**Required work**:
Using the records below, count the lines containing "stem" and give only the total.

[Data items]
=-=-=-=-=

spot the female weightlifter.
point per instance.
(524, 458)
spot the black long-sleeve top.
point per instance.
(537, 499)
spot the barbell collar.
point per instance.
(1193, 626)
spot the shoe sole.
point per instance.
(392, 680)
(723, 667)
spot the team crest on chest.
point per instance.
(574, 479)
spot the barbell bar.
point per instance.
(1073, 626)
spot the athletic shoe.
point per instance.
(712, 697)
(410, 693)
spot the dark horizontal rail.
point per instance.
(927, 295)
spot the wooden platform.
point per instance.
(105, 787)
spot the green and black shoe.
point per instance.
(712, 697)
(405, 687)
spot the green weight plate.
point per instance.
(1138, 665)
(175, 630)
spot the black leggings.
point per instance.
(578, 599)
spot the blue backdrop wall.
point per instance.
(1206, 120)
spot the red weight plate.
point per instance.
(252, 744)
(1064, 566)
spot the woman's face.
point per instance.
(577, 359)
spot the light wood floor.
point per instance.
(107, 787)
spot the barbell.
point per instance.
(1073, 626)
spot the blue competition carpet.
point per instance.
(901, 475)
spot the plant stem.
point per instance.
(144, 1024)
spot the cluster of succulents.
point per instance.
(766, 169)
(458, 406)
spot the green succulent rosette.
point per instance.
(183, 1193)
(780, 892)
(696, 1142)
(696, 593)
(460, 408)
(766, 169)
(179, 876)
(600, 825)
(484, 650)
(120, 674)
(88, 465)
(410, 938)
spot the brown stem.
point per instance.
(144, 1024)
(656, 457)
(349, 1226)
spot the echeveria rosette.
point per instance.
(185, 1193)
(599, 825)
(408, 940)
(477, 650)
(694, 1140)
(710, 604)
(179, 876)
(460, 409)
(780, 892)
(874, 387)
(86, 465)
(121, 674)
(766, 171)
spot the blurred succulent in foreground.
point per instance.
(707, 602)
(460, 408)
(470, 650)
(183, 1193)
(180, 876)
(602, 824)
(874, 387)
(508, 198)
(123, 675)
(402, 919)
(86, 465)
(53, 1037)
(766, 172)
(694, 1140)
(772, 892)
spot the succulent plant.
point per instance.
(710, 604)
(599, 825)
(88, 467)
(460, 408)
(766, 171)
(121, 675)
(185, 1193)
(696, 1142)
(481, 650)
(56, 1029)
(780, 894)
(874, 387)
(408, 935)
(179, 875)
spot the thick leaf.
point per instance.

=-=-=-=-=

**Result of the task**:
2